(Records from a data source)
Segment Open

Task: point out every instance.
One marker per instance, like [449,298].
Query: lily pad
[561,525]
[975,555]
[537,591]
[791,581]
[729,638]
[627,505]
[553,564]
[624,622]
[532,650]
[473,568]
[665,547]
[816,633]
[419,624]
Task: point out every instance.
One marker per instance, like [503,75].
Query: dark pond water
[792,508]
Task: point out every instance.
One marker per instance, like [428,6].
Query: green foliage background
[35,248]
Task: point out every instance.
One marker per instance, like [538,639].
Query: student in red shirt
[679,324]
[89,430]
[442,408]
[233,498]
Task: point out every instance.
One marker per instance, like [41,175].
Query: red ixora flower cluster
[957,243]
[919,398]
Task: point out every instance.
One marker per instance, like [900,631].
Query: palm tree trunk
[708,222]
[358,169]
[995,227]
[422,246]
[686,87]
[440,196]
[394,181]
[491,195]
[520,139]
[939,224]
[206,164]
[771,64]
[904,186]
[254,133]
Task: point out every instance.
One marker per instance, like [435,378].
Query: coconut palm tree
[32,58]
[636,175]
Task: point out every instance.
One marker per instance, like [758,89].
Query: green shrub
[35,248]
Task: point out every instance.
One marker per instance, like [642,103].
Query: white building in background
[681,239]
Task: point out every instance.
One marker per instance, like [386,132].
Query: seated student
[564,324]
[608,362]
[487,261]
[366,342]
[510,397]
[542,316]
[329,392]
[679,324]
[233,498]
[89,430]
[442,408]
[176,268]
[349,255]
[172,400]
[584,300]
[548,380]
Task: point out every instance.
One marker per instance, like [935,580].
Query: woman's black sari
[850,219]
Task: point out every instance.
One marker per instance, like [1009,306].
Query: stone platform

Segment Closed
Segment Open

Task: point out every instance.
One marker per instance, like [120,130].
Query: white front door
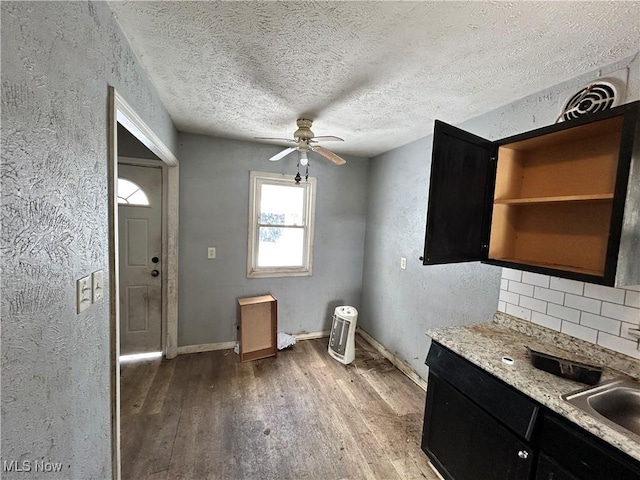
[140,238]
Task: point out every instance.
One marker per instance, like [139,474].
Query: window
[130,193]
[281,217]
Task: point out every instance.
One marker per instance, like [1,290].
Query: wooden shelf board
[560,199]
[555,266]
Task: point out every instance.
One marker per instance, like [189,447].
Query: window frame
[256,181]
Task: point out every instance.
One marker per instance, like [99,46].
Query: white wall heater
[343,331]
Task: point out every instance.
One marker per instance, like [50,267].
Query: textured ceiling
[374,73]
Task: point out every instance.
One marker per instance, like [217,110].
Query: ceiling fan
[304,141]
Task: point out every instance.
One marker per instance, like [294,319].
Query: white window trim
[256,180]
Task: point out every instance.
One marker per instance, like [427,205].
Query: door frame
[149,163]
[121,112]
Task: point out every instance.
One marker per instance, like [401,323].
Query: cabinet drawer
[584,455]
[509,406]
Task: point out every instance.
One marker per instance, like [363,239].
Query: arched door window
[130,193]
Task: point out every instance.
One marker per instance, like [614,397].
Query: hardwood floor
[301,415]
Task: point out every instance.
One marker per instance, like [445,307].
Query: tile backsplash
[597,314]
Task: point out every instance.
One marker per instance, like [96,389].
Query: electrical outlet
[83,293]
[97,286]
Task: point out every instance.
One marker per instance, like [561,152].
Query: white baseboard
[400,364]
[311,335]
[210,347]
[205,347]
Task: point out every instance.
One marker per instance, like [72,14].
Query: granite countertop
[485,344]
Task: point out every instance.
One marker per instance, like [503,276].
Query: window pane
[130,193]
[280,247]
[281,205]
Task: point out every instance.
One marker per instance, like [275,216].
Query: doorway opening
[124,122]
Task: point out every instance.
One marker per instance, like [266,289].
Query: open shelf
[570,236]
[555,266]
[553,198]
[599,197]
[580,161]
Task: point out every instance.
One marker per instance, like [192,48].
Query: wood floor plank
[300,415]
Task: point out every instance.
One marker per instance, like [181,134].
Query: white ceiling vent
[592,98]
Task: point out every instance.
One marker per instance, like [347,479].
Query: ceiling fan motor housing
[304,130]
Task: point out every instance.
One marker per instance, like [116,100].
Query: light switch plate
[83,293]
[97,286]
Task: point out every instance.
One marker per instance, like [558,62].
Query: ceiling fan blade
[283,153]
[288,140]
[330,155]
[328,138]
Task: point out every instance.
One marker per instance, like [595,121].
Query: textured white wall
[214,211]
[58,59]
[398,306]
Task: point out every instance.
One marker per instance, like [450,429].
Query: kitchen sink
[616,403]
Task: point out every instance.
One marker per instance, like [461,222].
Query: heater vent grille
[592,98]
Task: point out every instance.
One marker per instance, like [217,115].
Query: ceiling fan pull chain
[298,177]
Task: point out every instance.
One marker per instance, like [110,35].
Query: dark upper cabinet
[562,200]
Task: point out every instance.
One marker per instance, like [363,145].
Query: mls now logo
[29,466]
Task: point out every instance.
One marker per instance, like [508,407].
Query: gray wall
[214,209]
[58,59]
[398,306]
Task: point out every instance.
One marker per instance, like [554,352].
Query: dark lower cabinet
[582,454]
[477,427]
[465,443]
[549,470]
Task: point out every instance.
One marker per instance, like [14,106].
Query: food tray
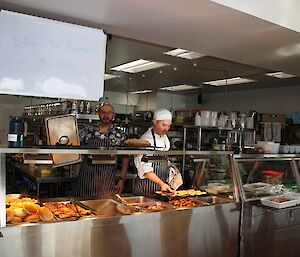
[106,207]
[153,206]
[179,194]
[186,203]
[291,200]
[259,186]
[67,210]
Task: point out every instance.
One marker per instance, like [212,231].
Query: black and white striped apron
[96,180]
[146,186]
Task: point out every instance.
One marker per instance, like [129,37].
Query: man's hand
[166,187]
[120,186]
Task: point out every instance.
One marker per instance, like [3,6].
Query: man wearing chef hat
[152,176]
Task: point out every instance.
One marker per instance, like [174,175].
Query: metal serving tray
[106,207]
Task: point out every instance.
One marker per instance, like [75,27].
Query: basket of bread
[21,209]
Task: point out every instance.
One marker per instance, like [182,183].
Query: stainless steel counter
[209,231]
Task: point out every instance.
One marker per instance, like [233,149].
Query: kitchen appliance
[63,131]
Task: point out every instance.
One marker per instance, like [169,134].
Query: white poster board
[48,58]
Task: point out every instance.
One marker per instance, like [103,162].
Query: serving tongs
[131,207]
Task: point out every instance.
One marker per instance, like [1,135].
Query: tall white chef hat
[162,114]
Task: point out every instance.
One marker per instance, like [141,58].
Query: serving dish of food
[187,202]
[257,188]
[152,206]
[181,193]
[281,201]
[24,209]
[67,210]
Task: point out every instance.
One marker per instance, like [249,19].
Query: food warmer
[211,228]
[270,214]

Segment Closed
Segment Open

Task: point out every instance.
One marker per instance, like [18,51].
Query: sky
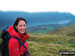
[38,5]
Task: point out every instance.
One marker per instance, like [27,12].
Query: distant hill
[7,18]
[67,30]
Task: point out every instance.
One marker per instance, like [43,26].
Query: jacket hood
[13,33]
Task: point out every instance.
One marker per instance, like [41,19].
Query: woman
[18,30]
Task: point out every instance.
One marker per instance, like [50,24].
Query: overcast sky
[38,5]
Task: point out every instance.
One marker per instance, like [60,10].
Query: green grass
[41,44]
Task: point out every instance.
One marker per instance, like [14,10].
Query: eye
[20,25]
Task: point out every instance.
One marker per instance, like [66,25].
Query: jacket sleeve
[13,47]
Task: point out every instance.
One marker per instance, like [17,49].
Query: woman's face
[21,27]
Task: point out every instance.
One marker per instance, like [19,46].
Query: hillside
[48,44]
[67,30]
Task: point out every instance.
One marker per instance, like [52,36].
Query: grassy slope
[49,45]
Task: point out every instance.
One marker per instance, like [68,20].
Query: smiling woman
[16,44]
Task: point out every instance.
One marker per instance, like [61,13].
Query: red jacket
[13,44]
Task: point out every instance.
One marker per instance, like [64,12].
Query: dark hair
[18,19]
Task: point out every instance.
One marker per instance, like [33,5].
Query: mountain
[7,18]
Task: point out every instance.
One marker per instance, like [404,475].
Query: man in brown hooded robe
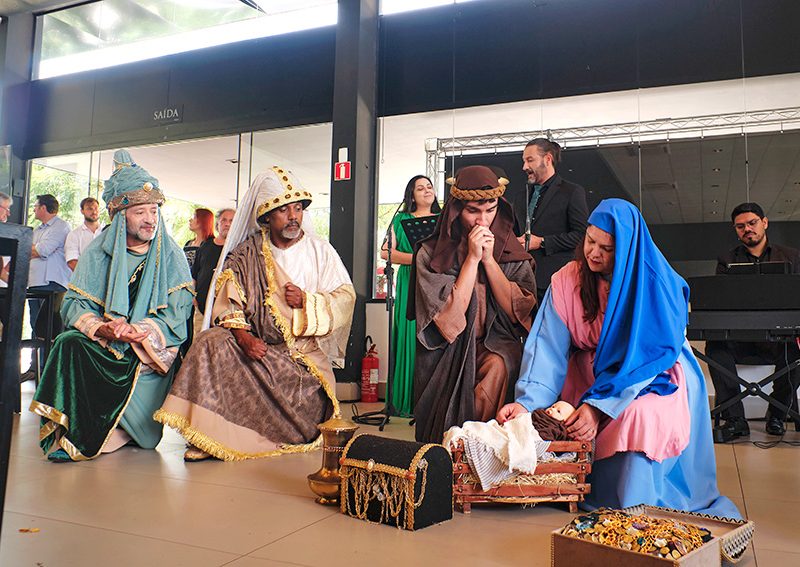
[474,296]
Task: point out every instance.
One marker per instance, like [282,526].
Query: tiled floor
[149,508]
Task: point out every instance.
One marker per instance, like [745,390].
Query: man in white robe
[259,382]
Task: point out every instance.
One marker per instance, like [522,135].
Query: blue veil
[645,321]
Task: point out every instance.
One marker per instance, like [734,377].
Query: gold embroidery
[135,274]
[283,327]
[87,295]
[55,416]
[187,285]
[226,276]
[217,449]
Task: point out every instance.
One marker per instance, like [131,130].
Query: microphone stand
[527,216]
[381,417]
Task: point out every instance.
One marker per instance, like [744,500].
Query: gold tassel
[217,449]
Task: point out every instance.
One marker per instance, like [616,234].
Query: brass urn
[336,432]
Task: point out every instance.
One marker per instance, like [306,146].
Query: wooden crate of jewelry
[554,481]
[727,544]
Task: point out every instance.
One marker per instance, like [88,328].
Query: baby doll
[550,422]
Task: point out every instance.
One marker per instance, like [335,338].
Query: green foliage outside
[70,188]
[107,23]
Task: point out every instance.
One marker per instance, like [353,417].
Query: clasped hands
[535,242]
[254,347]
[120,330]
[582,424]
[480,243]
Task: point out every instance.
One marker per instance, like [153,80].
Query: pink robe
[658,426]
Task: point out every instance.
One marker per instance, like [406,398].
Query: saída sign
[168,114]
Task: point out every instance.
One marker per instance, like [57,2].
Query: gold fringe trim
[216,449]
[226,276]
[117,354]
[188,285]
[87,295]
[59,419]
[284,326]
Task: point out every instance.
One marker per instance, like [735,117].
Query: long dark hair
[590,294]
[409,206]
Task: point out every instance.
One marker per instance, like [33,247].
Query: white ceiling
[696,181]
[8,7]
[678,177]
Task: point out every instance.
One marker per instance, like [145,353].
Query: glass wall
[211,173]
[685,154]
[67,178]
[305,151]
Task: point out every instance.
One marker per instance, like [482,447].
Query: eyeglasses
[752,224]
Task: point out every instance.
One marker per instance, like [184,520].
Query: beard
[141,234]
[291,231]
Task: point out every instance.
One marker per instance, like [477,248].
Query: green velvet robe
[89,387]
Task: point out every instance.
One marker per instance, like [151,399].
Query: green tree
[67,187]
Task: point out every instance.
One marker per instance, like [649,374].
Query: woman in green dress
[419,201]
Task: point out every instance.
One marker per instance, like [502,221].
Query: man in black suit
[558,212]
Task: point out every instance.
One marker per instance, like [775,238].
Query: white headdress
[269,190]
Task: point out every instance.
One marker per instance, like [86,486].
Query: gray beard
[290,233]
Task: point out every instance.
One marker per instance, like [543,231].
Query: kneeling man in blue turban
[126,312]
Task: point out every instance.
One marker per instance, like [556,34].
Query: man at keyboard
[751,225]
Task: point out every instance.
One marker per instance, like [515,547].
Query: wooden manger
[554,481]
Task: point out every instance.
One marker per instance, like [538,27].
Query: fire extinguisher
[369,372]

Segment Closed

# Problem to work on
Nothing but the lines above, starting at the line that contains "Query: heater vent grille" and ending at the line that contains "One marker per instance, like [182,183].", should be given again, exactly and without the pictures.

# Output of the exercise
Query: heater vent grille
[592,98]
Task: point out every instance.
One marker per instance, like [217,115].
Query: ceiling fan pull chain
[298,177]
Task: point out every instance.
One marker per instance, like [110,35].
Query: dark upper cabinet
[562,200]
Task: point out every instance.
One marker per instance, like [363,145].
Query: mls now logo
[29,466]
Task: point out every instance.
One marker per instance, like [508,407].
Query: gray wall
[214,209]
[58,59]
[398,306]
Task: point out every instance.
One marker per instance, like [554,352].
Query: dark lower cabinet
[582,454]
[477,427]
[465,443]
[549,470]
Task: point out every instance.
One marker per instance, like [14,106].
Query: food tray
[106,207]
[153,206]
[179,194]
[186,203]
[291,200]
[259,186]
[67,210]
Task: point out every instance.
One marker per instance, like [212,231].
Query: black and white striped apron
[96,180]
[146,186]
Task: point out every instance.
One marker per instance, like [129,37].
Query: man's hand
[166,187]
[120,186]
Task: point out every instance.
One marker per instance, like [3,6].
Query: man wearing chef hat
[152,176]
Task: point out every instance.
One marker per instance, like [174,175].
Query: metal serving tray
[106,207]
Task: point out every instance.
One marker per instance, like [75,27].
Query: basket of bread
[21,209]
Task: point out every instance.
One marker per instance, like [182,183].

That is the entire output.